* Extracted text
═══

Plants detect parasitic nematodes through a “danger signal”

July 31, 2025
A mechanism potentially shared with fungi and insects
Researchers at the RIKEN CSRS, in collaboration with the National Agriculture and Food Research Organization (NARO), have revealed for the first time how plants recognize animal-type pathogens such as plant-parasitic nematodes at the molecular level. This finding is expected to contribute to the development of crops with broad-spectrum resistance.

═══

* Data
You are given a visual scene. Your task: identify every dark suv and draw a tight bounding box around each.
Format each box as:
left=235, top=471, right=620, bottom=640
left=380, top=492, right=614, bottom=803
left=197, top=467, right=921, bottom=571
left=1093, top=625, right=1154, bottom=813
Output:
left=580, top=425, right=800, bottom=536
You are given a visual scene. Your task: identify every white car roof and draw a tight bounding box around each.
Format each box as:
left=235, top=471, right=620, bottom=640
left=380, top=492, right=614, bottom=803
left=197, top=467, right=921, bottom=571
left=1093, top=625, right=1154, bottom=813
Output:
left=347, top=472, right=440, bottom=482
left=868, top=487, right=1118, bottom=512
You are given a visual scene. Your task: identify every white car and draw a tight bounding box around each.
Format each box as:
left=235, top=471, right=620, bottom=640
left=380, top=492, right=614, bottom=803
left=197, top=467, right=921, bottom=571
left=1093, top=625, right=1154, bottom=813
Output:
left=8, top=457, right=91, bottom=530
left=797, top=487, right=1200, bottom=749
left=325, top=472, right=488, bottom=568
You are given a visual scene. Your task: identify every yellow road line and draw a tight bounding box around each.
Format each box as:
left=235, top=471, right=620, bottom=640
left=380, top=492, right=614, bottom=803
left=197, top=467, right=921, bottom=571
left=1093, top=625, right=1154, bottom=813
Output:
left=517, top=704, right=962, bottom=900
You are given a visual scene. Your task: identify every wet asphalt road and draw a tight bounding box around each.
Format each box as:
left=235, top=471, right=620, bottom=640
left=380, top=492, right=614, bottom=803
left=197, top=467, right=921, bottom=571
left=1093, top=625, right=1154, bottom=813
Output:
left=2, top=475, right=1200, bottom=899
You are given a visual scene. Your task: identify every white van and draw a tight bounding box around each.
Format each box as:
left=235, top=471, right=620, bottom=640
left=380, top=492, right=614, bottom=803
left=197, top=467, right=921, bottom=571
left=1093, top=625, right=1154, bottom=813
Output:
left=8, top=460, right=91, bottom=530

═══

* What you will do
a) In the nematode article, why is the researchers' finding seen as useful?
b) Quote the stretch of the nematode article from "July 31, 2025" through "with broad-spectrum resistance.".

* Answers below
a) It is expected to help in developing crops with broad-spectrum resistance.

b)
July 31, 2025
A mechanism potentially shared with fungi and insects
Researchers at the RIKEN CSRS, in collaboration with the National Agriculture and Food Research Organization (NARO), have revealed for the first time how plants recognize animal-type pathogens such as plant-parasitic nematodes at the molecular level. This finding is expected to contribute to the development of crops with broad-spectrum resistance.